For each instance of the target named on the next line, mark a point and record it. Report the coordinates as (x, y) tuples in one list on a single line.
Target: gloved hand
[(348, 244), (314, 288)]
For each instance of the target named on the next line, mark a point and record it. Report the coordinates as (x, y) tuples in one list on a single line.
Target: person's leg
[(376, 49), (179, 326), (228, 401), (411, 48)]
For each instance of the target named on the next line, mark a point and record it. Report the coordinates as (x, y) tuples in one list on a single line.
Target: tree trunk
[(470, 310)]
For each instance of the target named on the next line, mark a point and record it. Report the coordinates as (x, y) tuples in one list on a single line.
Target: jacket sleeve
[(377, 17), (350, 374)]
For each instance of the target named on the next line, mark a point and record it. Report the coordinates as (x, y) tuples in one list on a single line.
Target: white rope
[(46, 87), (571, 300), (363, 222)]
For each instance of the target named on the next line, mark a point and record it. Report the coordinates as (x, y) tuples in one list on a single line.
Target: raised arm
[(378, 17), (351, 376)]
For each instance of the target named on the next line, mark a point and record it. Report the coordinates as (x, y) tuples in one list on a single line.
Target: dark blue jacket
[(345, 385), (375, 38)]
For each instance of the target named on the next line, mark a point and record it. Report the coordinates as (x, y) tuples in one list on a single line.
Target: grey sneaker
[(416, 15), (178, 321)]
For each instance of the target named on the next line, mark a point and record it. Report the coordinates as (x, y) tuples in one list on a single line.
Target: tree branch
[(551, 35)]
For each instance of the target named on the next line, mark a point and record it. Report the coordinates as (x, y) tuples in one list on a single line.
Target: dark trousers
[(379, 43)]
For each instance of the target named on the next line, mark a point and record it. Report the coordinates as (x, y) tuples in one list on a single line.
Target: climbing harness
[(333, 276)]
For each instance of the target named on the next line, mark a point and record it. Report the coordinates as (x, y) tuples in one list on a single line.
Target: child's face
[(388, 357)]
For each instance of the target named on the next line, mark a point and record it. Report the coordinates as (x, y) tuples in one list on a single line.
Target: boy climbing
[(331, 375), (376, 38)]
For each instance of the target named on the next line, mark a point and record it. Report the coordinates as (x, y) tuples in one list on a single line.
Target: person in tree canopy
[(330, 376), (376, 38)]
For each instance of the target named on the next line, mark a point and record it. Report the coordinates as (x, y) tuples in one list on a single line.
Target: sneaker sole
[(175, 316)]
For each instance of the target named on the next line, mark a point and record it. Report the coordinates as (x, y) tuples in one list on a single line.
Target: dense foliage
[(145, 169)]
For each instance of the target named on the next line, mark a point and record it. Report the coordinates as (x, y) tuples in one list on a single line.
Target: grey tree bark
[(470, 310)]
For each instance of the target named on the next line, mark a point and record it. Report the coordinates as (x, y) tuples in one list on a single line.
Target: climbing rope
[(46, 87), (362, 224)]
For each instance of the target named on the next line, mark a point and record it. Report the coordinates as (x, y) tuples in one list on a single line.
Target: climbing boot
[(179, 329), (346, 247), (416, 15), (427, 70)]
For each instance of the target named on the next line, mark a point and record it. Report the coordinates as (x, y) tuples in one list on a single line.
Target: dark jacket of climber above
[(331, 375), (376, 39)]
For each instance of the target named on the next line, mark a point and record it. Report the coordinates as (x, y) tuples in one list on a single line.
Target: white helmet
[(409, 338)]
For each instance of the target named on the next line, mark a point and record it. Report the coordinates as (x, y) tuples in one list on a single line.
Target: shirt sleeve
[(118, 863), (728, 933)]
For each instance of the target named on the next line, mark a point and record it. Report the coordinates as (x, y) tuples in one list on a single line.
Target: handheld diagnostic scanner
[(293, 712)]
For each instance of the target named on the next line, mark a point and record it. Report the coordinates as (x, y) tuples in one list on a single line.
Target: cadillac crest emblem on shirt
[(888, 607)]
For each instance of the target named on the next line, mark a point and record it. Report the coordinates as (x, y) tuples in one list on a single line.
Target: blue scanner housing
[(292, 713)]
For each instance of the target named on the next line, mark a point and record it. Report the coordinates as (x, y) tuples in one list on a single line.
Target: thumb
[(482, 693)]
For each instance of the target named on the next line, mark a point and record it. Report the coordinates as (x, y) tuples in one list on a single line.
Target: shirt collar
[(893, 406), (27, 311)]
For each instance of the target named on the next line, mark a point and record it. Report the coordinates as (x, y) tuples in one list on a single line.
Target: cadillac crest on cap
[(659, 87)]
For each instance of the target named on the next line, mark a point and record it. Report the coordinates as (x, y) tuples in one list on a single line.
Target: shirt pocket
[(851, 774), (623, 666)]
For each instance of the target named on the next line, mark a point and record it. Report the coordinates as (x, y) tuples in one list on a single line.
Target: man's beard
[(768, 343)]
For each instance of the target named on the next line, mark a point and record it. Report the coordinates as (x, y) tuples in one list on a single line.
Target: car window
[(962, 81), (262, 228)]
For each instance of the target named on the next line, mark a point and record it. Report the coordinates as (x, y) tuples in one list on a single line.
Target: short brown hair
————————
* What the exercise asks *
Return every line of the listing that contains the word "person".

* Answer for this exercise *
Target: person's leg
Target: person in tree canopy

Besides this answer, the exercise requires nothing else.